__Try it__: All lines in the records that carry the string "horizon" are to be shown.

Content starts

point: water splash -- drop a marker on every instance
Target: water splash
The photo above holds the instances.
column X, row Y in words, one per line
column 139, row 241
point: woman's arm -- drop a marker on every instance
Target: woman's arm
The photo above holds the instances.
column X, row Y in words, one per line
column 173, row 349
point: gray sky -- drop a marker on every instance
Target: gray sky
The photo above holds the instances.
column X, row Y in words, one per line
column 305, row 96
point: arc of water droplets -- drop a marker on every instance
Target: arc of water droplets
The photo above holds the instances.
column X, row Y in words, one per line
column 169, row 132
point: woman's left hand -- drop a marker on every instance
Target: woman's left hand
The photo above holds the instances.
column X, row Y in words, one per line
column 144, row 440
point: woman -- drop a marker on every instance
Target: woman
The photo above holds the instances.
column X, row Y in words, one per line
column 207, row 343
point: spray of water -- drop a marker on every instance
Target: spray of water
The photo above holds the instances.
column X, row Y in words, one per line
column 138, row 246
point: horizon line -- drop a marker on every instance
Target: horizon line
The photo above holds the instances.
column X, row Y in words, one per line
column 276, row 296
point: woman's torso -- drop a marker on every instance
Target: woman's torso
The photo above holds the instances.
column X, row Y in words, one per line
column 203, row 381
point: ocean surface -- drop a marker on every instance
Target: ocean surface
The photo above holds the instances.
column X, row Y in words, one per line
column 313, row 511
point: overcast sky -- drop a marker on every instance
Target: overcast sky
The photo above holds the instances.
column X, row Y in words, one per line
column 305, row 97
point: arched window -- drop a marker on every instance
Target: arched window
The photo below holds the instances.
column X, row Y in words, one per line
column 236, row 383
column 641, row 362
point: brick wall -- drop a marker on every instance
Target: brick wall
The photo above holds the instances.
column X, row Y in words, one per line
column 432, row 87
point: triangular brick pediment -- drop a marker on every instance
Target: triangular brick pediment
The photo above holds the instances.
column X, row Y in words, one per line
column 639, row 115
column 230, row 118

Content ends

__Finished exercise__:
point: horizon line -- drop a marker on every instance
Target: horizon line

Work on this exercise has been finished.